The entries that follow should be written out exactly.

Data listing
====

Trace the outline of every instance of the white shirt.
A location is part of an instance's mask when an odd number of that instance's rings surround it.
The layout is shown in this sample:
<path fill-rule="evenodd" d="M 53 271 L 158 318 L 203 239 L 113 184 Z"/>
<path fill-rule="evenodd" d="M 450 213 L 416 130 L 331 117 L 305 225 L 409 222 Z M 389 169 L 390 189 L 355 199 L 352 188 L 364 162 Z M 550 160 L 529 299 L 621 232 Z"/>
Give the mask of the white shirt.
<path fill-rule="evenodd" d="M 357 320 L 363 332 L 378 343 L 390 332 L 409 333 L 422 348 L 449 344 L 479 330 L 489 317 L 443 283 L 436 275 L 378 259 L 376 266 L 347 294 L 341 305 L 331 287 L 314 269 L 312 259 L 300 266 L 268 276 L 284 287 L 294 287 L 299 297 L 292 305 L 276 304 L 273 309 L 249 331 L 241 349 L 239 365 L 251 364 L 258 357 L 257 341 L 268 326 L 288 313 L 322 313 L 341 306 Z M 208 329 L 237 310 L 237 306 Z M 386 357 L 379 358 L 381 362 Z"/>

====

FULL ANSWER
Trace the outline of every instance of the white shirt.
A location is part of an instance's mask when an odd number of that instance's rings surround it.
The layout is shown in this sample:
<path fill-rule="evenodd" d="M 53 271 L 158 318 L 203 239 L 113 184 Z"/>
<path fill-rule="evenodd" d="M 450 213 L 416 130 L 331 117 L 305 225 L 409 222 Z M 389 169 L 390 189 L 355 199 L 352 188 L 364 162 Z M 550 160 L 529 299 L 621 232 Z"/>
Give the mask of the white shirt.
<path fill-rule="evenodd" d="M 357 320 L 363 332 L 378 343 L 390 332 L 409 333 L 422 348 L 449 344 L 479 330 L 489 317 L 443 283 L 436 275 L 378 259 L 376 266 L 347 294 L 341 305 L 331 287 L 314 269 L 312 259 L 300 266 L 268 276 L 284 287 L 294 287 L 299 297 L 292 305 L 276 304 L 273 309 L 249 331 L 241 349 L 239 365 L 251 364 L 258 357 L 257 341 L 268 326 L 288 313 L 322 313 L 341 306 Z M 208 329 L 237 310 L 237 306 Z M 386 357 L 379 358 L 381 362 Z"/>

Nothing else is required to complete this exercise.